Data records —
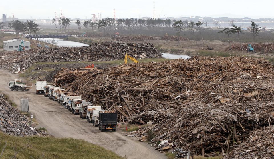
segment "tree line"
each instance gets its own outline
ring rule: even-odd
[[[11,22],[8,22],[5,24],[3,23],[0,25],[2,26],[1,29],[5,26],[7,27],[8,30],[11,30],[11,28],[13,28],[13,30],[16,33],[16,36],[18,36],[20,32],[22,32],[25,35],[34,35],[35,38],[35,43],[38,44],[38,38],[37,37],[37,33],[40,30],[39,26],[38,24],[33,22],[32,20],[27,20],[25,22],[24,22],[20,20],[13,20]],[[34,42],[32,38],[30,38],[31,41],[33,42]]]

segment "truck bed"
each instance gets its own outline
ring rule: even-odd
[[[99,113],[99,123],[102,125],[117,125],[117,113]]]

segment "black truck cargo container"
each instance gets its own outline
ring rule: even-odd
[[[116,131],[117,125],[117,113],[99,112],[98,127],[101,131],[104,130],[112,130]]]

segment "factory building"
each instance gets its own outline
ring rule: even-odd
[[[4,49],[7,51],[17,50],[19,48],[19,45],[21,44],[22,41],[24,43],[25,46],[25,50],[27,50],[31,48],[31,42],[28,41],[25,41],[21,39],[13,39],[4,41]],[[23,45],[21,47],[23,47]]]

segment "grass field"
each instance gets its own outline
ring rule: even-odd
[[[122,159],[113,152],[83,140],[51,137],[19,137],[0,132],[0,158]]]

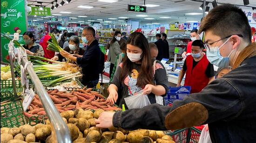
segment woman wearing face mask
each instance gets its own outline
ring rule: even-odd
[[[25,32],[23,35],[25,44],[23,47],[26,49],[27,54],[43,57],[44,50],[41,45],[35,43],[34,36],[31,32]]]
[[[118,41],[121,39],[121,32],[119,31],[115,32],[113,38],[110,41],[110,46],[109,47],[109,51],[108,55],[108,61],[110,62],[110,68],[109,69],[109,77],[111,77],[112,74],[115,58],[117,55],[120,54],[120,46],[118,44]]]
[[[131,34],[126,50],[124,61],[117,67],[110,82],[108,101],[114,103],[119,98],[119,105],[124,104],[128,109],[124,98],[143,89],[143,94],[147,95],[150,103],[155,103],[155,95],[165,96],[168,89],[164,66],[157,61],[155,68],[153,67],[148,40],[140,32]]]

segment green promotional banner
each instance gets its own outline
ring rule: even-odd
[[[25,0],[1,0],[1,33],[13,36],[16,31],[21,34],[27,31]],[[20,37],[20,39],[21,37]],[[10,41],[1,37],[1,60],[7,62]]]
[[[38,7],[31,7],[31,12],[28,15],[38,16],[50,16],[51,8],[50,7],[42,7],[42,10],[40,10]]]

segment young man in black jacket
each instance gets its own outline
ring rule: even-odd
[[[103,112],[96,127],[167,130],[208,124],[212,143],[256,143],[256,43],[251,43],[247,17],[242,9],[223,4],[203,19],[202,31],[210,62],[230,66],[231,71],[172,106],[155,104]]]

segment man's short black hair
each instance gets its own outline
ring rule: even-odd
[[[193,32],[195,32],[195,33],[197,34],[198,33],[198,30],[196,29],[194,29],[191,30],[191,31],[190,31],[190,33],[193,33]]]
[[[155,34],[155,37],[161,37],[161,34],[159,34],[159,33],[157,33],[156,34]]]
[[[192,45],[194,46],[198,46],[200,47],[200,49],[204,48],[203,42],[202,42],[202,41],[201,40],[195,40],[192,43]]]
[[[54,28],[52,29],[52,30],[51,30],[51,31],[50,31],[50,33],[54,33],[54,34],[57,34],[58,33],[61,33],[61,32],[60,32],[60,31],[58,30],[58,29],[57,28]]]
[[[92,33],[91,34],[93,34],[93,36],[94,37],[95,37],[95,34],[96,32],[95,31],[95,30],[94,29],[94,28],[93,28],[93,27],[85,27],[83,29],[83,30],[85,30],[91,31],[91,32]]]

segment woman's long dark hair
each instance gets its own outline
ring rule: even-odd
[[[121,34],[121,32],[120,32],[120,31],[115,31],[115,34],[113,36],[113,37],[112,38],[112,39],[111,40],[111,41],[110,41],[110,44],[112,44],[113,43],[114,43],[115,41],[117,41],[117,40],[116,40],[116,38],[115,38],[115,36],[117,36],[117,35],[118,35],[118,34]]]
[[[152,63],[150,50],[148,43],[144,35],[141,32],[132,33],[127,42],[127,44],[131,44],[138,47],[142,50],[141,54],[141,70],[140,72],[137,81],[136,85],[143,88],[148,84],[152,84],[153,73],[152,68]],[[127,50],[126,47],[125,51]],[[125,53],[124,60],[123,62],[120,73],[120,80],[123,82],[127,75],[132,71],[132,62],[127,57]]]

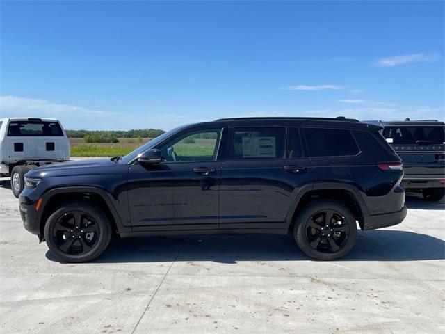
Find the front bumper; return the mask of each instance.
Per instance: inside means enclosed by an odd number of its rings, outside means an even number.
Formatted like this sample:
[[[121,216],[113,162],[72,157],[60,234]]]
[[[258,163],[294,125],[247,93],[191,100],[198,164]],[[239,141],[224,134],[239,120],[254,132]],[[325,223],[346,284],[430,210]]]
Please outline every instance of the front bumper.
[[[9,166],[0,164],[0,174],[9,174]]]
[[[19,209],[25,230],[41,238],[40,226],[38,223],[39,219],[38,219],[38,211],[35,209],[35,202],[33,202],[26,196],[19,197]]]
[[[389,214],[374,214],[366,217],[364,221],[364,230],[375,230],[377,228],[387,228],[400,224],[407,213],[406,206],[403,206],[400,211]]]

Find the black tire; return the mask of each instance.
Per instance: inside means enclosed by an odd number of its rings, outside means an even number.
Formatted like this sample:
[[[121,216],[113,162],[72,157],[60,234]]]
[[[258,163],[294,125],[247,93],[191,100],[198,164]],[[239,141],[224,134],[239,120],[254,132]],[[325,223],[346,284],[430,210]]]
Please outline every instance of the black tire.
[[[44,239],[51,251],[67,262],[86,262],[110,243],[111,225],[104,212],[81,201],[66,202],[47,221]]]
[[[18,198],[20,193],[23,191],[25,186],[23,177],[30,169],[27,166],[17,165],[11,170],[11,190],[16,198]]]
[[[445,195],[445,188],[434,188],[432,189],[426,189],[422,193],[423,198],[426,200],[431,202],[438,202],[442,199]]]
[[[328,222],[325,221],[327,216],[330,216]],[[343,204],[329,200],[316,200],[297,216],[293,237],[300,248],[313,259],[336,260],[354,247],[357,223]]]

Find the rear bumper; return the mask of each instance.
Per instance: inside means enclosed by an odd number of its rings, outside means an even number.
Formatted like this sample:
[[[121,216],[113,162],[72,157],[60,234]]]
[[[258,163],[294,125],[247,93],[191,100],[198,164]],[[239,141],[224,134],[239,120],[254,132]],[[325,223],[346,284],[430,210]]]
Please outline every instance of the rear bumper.
[[[406,217],[407,213],[407,209],[406,206],[404,205],[400,211],[369,216],[365,220],[363,229],[375,230],[400,224]]]
[[[440,183],[440,182],[444,180],[445,180],[445,175],[440,178],[405,177],[402,180],[401,185],[408,191],[411,189],[421,191],[423,189],[445,186],[445,184]]]

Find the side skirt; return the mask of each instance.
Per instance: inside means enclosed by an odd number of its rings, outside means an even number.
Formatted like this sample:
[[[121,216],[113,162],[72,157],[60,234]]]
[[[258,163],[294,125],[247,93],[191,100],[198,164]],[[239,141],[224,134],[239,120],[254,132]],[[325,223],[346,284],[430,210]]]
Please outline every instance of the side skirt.
[[[190,234],[287,234],[288,230],[283,228],[245,228],[232,230],[188,230],[164,231],[138,231],[126,232],[119,234],[121,238],[149,235],[190,235]]]

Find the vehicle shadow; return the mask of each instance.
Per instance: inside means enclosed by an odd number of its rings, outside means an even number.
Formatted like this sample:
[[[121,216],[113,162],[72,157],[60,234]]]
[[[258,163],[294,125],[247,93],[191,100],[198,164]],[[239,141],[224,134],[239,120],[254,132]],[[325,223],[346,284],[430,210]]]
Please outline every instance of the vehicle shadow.
[[[408,209],[421,210],[445,210],[445,197],[439,202],[425,200],[421,195],[407,193],[405,204]]]
[[[11,182],[9,178],[0,180],[0,188],[11,190]]]
[[[359,231],[354,249],[341,261],[416,261],[445,259],[445,241],[408,231]],[[58,260],[50,251],[47,257]],[[272,234],[138,237],[113,239],[95,263],[310,260],[291,236]]]

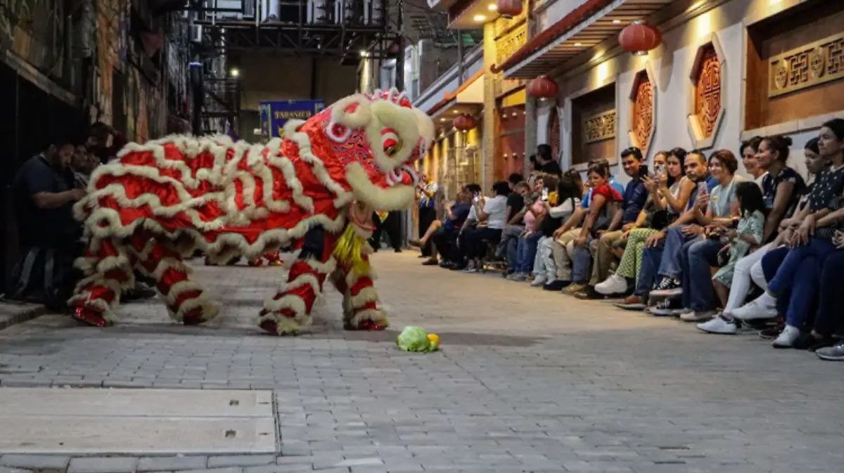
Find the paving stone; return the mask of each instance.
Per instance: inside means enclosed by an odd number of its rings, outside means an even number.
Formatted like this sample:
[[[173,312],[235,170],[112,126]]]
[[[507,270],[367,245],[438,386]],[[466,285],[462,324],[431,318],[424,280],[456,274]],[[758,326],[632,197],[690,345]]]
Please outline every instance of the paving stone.
[[[273,455],[229,455],[208,457],[208,468],[221,466],[252,466],[275,463]]]
[[[53,455],[7,454],[0,456],[0,465],[26,470],[64,471],[70,457]]]
[[[172,325],[157,299],[122,305],[107,331],[42,316],[0,331],[0,389],[274,390],[284,454],[274,465],[219,455],[213,465],[165,463],[165,471],[809,473],[844,464],[840,367],[754,335],[706,336],[607,302],[379,252],[387,331],[344,331],[342,298],[328,288],[314,325],[279,339],[253,324],[283,271],[193,266],[191,277],[223,303],[206,326]],[[408,325],[438,333],[441,351],[397,349]],[[37,470],[4,458],[7,468]]]
[[[132,457],[82,457],[70,460],[68,473],[133,473],[137,465]]]
[[[138,462],[138,471],[172,471],[206,466],[208,458],[203,456],[143,457]]]

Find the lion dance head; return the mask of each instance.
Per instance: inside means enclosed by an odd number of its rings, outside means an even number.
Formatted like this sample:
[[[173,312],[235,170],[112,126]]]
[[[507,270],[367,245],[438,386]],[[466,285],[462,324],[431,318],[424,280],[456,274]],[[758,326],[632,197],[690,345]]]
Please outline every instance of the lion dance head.
[[[434,124],[396,89],[357,94],[306,121],[284,126],[285,154],[322,162],[333,180],[354,200],[376,210],[413,204],[416,161],[434,139]],[[306,149],[310,148],[310,149]]]

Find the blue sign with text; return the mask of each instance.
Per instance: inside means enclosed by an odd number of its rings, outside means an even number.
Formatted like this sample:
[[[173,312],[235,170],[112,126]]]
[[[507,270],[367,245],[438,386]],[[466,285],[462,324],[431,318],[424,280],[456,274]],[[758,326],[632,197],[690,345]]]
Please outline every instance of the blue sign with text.
[[[272,100],[261,102],[261,138],[284,136],[288,120],[307,120],[325,109],[325,100]]]

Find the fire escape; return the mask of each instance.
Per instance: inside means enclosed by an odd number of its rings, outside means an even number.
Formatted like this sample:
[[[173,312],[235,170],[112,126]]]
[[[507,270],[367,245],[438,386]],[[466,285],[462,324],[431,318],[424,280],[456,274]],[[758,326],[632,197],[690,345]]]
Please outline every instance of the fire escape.
[[[269,50],[356,65],[363,54],[386,58],[400,49],[390,0],[170,1],[182,5],[194,60],[193,128],[205,133],[237,129],[241,89],[230,56],[238,51]]]

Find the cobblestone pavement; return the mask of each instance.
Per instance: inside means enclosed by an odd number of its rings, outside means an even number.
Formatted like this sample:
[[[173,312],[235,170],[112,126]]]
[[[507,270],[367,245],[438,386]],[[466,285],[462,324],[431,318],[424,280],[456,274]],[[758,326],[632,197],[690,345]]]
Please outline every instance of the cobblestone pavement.
[[[392,329],[436,331],[441,352],[342,331],[333,289],[306,334],[265,336],[253,317],[283,277],[267,267],[196,266],[225,304],[208,327],[154,300],[107,330],[47,315],[0,331],[0,388],[273,389],[282,435],[278,456],[6,455],[0,473],[844,470],[844,365],[413,253],[374,262]]]

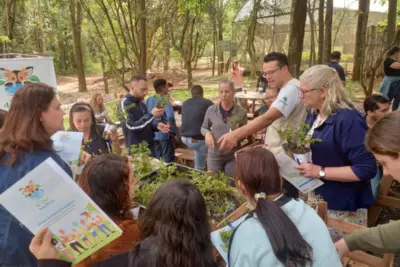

EXERCISE INSTRUCTIONS —
Copy out again, unchanged, the lines of the rows from the one containing "Find the blue" through the end of the data records, both included. Leave the pictures out.

FINAL RESULT —
Find the blue sign with text; return the mask of each instance.
Per instance: inside means enclosed by an odd number of its rings, outside means an even number.
Formatted like this sample:
[[[173,312],[235,170],[112,126]]]
[[[507,270],[367,245],[438,386]],[[466,285],[462,324],[431,318],[424,280],[456,274]],[[758,326],[632,197],[690,345]]]
Please outline every instance of the blue sign with text.
[[[272,100],[261,102],[261,138],[284,136],[288,120],[307,120],[325,109],[325,100]]]

Find the fire escape; return the mask of each instance.
Per instance: inside means enclosed by an odd number of its rings, outside means an even number.
Formatted like this sample:
[[[173,312],[235,170],[112,126]]]
[[[507,270],[367,245],[438,386]],[[466,285],[462,324],[431,318],[424,280],[456,274]],[[758,326],[632,197],[690,345]]]
Please outline every instance of the fire escape.
[[[269,50],[356,65],[363,54],[386,58],[400,49],[390,0],[170,1],[182,5],[194,60],[193,128],[205,133],[237,129],[241,89],[230,56],[238,51]]]

Find the cobblestone pavement; return the mask of each instance.
Per instance: inside means enclosed by an odd number of its rings, outside means an even number.
Formatted like this sample:
[[[173,312],[235,170],[112,126]]]
[[[507,270],[367,245],[438,386]],[[466,285],[462,324],[431,318],[424,280],[456,274]],[[758,326],[632,197],[690,345]]]
Please outline every instance of the cobblestone pavement.
[[[392,329],[436,331],[441,352],[342,331],[333,289],[306,334],[265,336],[253,317],[283,277],[267,267],[196,266],[225,304],[208,327],[154,300],[107,330],[47,315],[0,331],[0,388],[273,389],[282,435],[278,456],[6,455],[0,473],[844,470],[844,365],[413,253],[374,262]]]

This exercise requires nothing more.